Instructions:
**A.** In the Kubespray master-scaling thread, reproduce the passage that begins at the words "The feature of" and stops after "the SAN list.", swapping "apiserver certificates" for "API server certificates".
**B.** In the Kubespray master-scaling thread, which file does running cluster.yml add the new master IP and hostname to?
**C.** Write what comes next in the Kubespray master-scaling thread, picking up after its last line.

Source text:
**********

Current:
master1
master2
master3
[etcd]
master1
master2
master3
[kube-node]
node1
node2
node3
Added node3 to group etcd:
master1
master2
master3
master4
master5
[etcd]
master1
master2
master3
master4
master5
[kube-node]
node1
node2
node3
Now i have 3 master/etcd and 45 nodes, i've already refrenced #1122 but couldn't fix it.I extended etcd success but master failed.It shows "kubectl" error:
Unable to connect to the server: x509: certificate is valid for "new master ip"
And my extend command is:
ansible-playbook -i inventory/mycluster/host.ini cluster.yml -l master1,master2,master3,master4,master5
My kubernetes cluster version is 1.9.3,how to fix it?
The feature of scaling master nodes seems imperfect, but it's possible to scale etcd cluster seperatly, to do so, just add etcd nodes under [etcd] and rerun cluster.yml.
I'm facing the same issue with adding new masters. I'm using Kubespray v2.10.x and the reason it fails is that Kubespray does not update the apiserver certificates to add the new master to the SAN list.
You can check your certificate with
openssl x509 -text -noout -in /etc/kubernetes/ssl/apiserver.crt
... and the new master IP and hostname should be listed in the Subject Alternative Name section.
X509v3 Subject Alternative Name:
DNS:infra00-lab, DNS:kubernetes, DNS:kubernetes.default, DNS:kubernetes.default.svc, DNS:kubernetes.default.svc.cluster.local, DNS:kubernetes, DNS:kubernetes.default, DNS:kubernetes.default.svc, DNS:kubernetes.default.svc.cluster.local, DNS:localhost, DNS:infra00-lab, DNS:lb-apiserver.kubernetes.local, IP Address:10.233.0.1, IP Address:172.31.134.110, IP Address:172.31.134.110, IP Address:10.233.0.1, IP Address:127.0.0.1, IP Address:172.31.134.110
The execution of cluster.yml adds the new master IP and hostname to /etc/kubernetes/kubeadm-config.yaml as expected. It seems, however, that Kubespray is not calling kubeadm to replace the certificate before trying to join the new master node. We fixed this by using kubeadm manually to recreate the certificate.
NOTE: The works for v2.10.x. I never tested this in older versions of Kubespray.
In your first master, recreate the apiserver certificate.

**********

Listed entries:
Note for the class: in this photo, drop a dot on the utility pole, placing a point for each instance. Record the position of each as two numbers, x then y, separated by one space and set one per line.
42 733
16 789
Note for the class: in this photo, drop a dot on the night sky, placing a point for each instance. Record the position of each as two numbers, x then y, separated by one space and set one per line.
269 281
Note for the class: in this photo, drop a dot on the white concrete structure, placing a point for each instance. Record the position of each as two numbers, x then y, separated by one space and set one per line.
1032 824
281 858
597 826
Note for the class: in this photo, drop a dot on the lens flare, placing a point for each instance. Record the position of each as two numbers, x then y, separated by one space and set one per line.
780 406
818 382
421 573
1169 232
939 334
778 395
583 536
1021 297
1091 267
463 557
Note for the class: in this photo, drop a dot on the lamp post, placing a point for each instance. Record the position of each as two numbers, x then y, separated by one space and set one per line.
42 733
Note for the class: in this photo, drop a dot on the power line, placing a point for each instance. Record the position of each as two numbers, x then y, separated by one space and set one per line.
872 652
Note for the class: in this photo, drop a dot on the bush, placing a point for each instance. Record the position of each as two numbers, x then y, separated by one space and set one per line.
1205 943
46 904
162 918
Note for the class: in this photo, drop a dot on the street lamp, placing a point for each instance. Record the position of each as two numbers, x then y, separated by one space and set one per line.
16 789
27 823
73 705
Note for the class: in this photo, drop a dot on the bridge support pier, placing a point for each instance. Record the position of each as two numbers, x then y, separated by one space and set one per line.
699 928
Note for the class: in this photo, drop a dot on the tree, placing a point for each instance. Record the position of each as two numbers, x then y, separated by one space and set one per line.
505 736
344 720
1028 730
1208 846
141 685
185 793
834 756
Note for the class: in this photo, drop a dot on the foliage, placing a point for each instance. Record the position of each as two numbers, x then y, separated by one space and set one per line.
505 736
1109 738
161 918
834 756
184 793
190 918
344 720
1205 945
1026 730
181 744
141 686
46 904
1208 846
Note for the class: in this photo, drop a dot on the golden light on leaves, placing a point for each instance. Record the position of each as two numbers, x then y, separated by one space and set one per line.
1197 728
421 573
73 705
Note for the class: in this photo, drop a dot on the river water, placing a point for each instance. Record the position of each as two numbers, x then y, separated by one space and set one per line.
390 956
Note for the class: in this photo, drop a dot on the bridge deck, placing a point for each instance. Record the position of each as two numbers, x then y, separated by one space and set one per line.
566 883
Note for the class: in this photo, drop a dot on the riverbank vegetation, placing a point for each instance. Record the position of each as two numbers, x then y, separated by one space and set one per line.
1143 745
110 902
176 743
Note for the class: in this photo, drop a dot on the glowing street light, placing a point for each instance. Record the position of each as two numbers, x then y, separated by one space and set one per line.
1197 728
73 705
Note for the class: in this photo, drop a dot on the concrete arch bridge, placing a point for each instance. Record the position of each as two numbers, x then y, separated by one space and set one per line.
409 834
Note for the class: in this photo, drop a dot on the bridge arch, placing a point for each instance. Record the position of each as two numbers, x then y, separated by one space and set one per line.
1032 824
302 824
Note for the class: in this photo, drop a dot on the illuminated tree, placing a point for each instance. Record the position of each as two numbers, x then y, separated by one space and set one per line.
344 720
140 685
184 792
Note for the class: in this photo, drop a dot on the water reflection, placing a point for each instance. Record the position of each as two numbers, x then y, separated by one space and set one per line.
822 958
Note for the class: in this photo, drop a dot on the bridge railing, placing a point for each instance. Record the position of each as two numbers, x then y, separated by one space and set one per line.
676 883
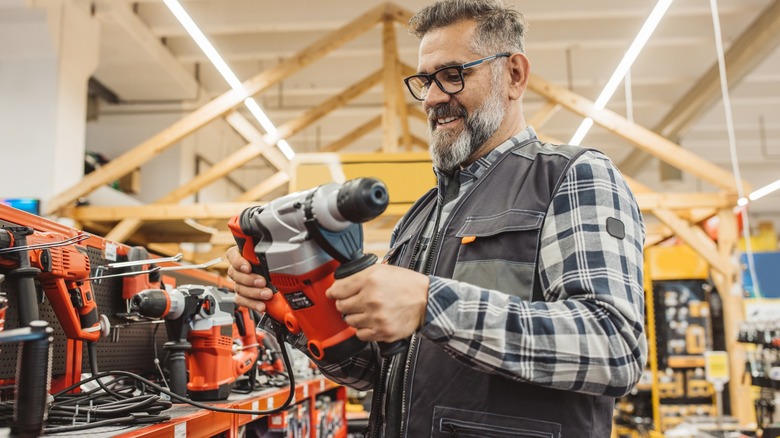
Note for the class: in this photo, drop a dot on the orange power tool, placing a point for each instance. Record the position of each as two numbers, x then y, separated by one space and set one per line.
301 243
63 272
201 323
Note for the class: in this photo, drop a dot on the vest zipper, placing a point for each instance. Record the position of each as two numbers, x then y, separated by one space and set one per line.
404 393
377 412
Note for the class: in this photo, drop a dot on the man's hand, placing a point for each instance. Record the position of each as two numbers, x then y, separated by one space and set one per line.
384 303
250 288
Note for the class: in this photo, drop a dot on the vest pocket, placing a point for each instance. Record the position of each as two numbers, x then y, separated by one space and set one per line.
498 252
397 251
451 422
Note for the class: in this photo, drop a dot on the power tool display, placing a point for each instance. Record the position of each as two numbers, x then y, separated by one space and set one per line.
300 243
63 273
199 321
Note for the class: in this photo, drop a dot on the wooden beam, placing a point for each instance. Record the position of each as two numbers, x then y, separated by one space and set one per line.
159 142
245 128
399 14
685 201
353 135
733 315
643 138
391 88
248 132
351 92
749 50
695 238
267 186
544 114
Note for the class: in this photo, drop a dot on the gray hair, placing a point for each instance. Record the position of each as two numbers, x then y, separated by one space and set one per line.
500 28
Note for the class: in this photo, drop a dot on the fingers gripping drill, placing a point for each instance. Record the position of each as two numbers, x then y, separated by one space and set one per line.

**********

The results:
**A.**
The feature of scaling master nodes seems imperfect, but it's possible to scale etcd cluster seperatly, to do so, just add etcd nodes under [etcd] and rerun cluster.yml.
I'm facing the same issue with adding new masters. I'm using Kubespray v2.10.x and the reason it fails is that Kubespray does not update the API server certificates to add the new master to the SAN list.

**B.** /etc/kubernetes/kubeadm-config.yaml

**C.**
cd /etc/kubernetes/ssl
mv apiserver.crt apiserver.crt.old
mv apiserver.key apiserver.key.old
cd /etc/kubernetes
kubeadm init phase certs apiserver --config kubeadm-config.yaml
If you are doing this after you ended up with a broken master, be sure to run reset.yml using the parameter --limit=<broken_master_hostname> before continuing. If you take the precaution of recreating the certificate before adding the new master node, you won't need this.
Run cluster.yml to include the new master node. You should end up with a working cluster.
Issues go stale after 90d of inactivity.
Mark the issue as fresh with /remove-lifecycle stale.
Stale issues rot after an additional 30d of inactivity and eventually close.
If this issue is safe to close now please do so with /close.
Send feedback to sig-testing, kubernetes/test-infra and/or fejta.
/lifecycle stale
is it possible to add master? or replace failed master for new one?
You should be able to. In the past, we managed to replace all nodes in the cluster: master, etcd and workers. But.... there are some misteps you need to be carefull along the way. After a lot of experiments and retries in our lab environment, we came up with a few guidelines.
For some reason, Kubespray will not update the apiserver certificate.
Edit /etc/kubernetes/kubeadm-config.yaml, include new host in certSANs list.
Use kubeadm to recreate the certs.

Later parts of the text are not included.